The active mother of two has penned four best-selling novels: A Hustler’s Wife, A Project Chick, The Glamorous Life, Riding Dirty on I-95 and Forever a Hustler’s Wife. In 2004, she signed a two-book deal with One World, an imprint of Ballantine Books, which is part of The Random House Publishing Group. She also co-wrote the 2007 novel Death Before Dishonor with 50 Cent for his G-Unit Books imprint.
Eventually, Turner decided it was time to become a boss herself. She started her own publishing company, Nikki Turner Presents, and recently released her novel Relapse, and published the 2010 Styles P novel Invincible. Additionally, Nikki just announced the September release of yet another book entitled Backstage.
UrbLife.com caught up with the famous author to discuss her writing process, being pigeonholed in her career, problems she has faced in the business, her must-read books and more!
First, talk to us about your newest book Relapse.
The Relapse is a book about a girl name Beijing Lee… She can’t control the things going on in her own life, with her own relationship, which is with a guy named Lootchee who holds her heart in his hands. He gives her the high of the highs and the low of the lows. It’s like a drug. When she’s high off him, she’s at her absolute best, and when he’s not around she hits rock bottom.
□ □ □ □ □ □ □
→ **Set of tasks**:
**A)** List every publishing company or imprint named in the interview text.
**B)** Find each line in the records that contains the string "black", and copy those lines.
The records that come next have no connection to the interview text.

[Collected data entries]
□ □ □ □ □ □ □
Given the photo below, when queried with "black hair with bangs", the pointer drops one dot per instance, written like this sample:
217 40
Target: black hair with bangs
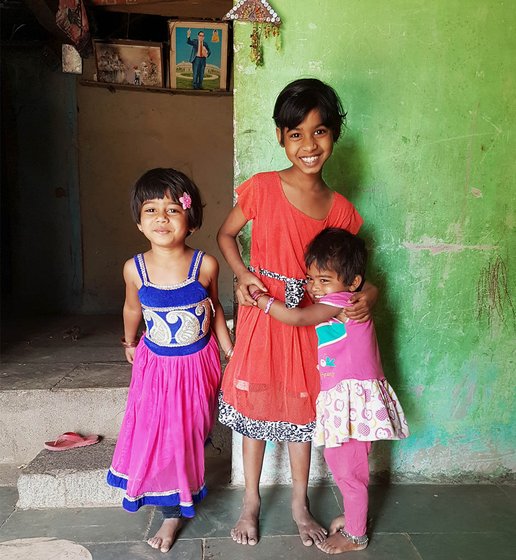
338 250
300 97
158 182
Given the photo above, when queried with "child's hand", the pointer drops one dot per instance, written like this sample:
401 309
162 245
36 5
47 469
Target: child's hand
129 354
362 305
247 283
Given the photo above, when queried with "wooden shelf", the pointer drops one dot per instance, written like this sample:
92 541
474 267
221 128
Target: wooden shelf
128 87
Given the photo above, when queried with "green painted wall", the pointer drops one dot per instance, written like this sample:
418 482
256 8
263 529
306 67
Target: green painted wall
429 160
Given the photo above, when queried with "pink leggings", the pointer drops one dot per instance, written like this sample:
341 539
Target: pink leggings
350 468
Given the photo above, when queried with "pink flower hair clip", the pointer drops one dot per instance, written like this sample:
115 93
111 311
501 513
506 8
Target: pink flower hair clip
186 201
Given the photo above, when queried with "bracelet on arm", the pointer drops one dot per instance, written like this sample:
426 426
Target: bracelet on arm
266 294
257 293
268 306
126 344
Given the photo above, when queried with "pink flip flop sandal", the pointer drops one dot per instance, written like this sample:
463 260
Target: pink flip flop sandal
69 440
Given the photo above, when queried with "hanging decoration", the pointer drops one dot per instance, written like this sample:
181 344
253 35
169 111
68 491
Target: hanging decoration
265 20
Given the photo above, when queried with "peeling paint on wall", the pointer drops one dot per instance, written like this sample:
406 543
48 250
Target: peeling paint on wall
494 300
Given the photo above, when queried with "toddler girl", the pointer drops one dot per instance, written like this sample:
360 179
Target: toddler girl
159 455
356 404
271 384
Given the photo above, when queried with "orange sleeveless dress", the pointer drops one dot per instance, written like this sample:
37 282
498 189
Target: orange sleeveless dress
270 386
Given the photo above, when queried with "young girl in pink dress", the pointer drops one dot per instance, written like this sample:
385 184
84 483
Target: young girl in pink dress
270 386
159 455
356 404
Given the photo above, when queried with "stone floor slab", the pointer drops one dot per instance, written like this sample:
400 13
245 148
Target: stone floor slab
426 508
80 525
183 550
470 546
384 547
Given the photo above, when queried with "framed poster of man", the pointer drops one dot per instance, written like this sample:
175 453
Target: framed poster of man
198 55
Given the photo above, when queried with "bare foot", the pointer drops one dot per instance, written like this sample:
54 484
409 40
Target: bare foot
165 537
337 524
309 530
337 543
246 529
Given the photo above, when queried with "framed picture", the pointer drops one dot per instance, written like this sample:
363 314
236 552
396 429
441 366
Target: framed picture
129 63
198 55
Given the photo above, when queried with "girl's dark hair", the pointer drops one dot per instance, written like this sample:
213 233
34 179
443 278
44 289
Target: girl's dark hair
158 182
340 251
300 97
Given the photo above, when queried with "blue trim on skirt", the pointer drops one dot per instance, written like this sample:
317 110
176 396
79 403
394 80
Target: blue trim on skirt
171 500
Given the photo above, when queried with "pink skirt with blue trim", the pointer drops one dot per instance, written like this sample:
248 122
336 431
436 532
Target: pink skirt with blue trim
159 455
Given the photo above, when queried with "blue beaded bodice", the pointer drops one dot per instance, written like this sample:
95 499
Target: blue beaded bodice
177 317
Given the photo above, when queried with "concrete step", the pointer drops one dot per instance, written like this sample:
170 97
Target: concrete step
64 374
72 478
77 477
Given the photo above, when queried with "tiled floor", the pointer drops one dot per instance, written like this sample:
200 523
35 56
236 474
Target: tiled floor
407 522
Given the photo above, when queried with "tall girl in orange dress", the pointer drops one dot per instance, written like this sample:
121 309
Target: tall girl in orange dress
271 383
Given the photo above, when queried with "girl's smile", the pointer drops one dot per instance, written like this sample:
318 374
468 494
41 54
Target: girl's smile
163 220
309 145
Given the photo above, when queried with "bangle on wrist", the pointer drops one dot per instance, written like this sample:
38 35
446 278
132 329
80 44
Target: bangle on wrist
257 293
268 306
126 344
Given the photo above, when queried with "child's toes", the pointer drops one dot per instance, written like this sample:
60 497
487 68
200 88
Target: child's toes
154 542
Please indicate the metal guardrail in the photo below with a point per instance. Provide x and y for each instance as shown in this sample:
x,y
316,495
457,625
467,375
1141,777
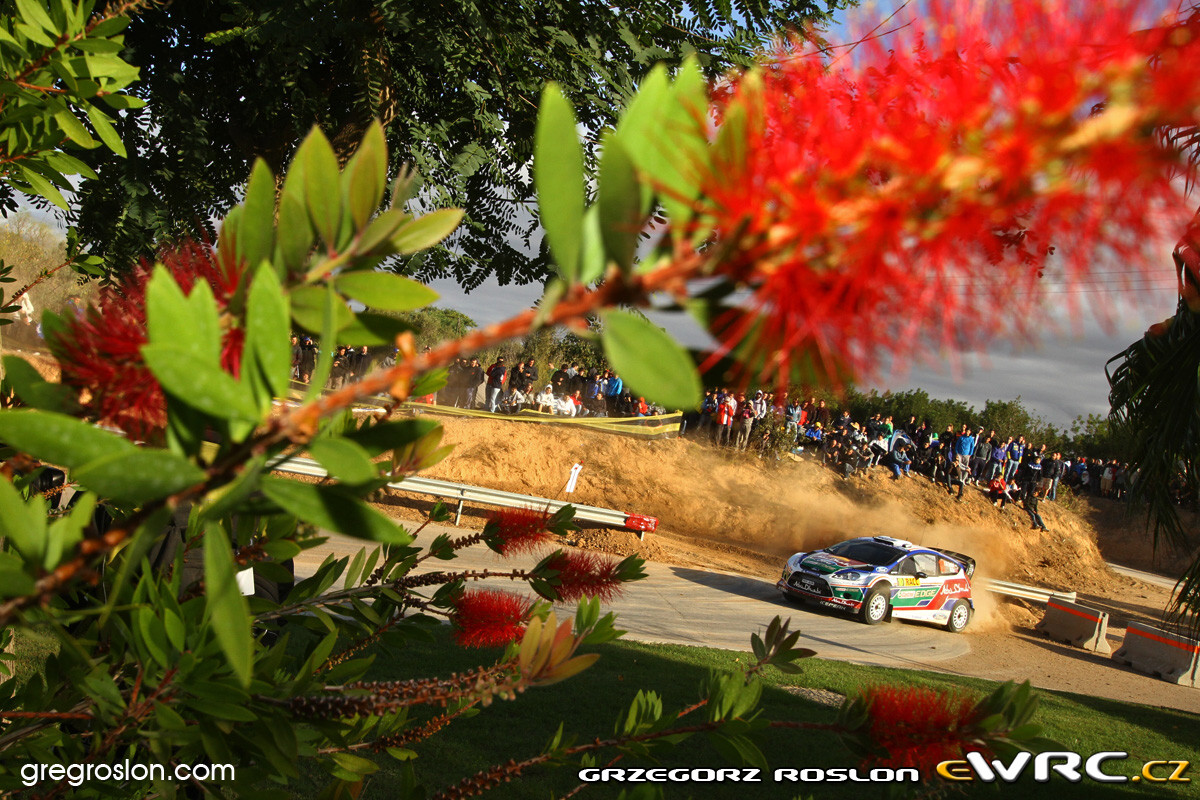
□ □ □ □ □ □ □
→ **Worked solutions**:
**A)** One World, Ballantine Books, The Random House Publishing Group, G-Unit Books, Nikki Turner Presents

**B)**
Given the photo below, when queried with "black hair with bangs", the pointer drops one dot per instance, written like this sample:
Target: black hair with bangs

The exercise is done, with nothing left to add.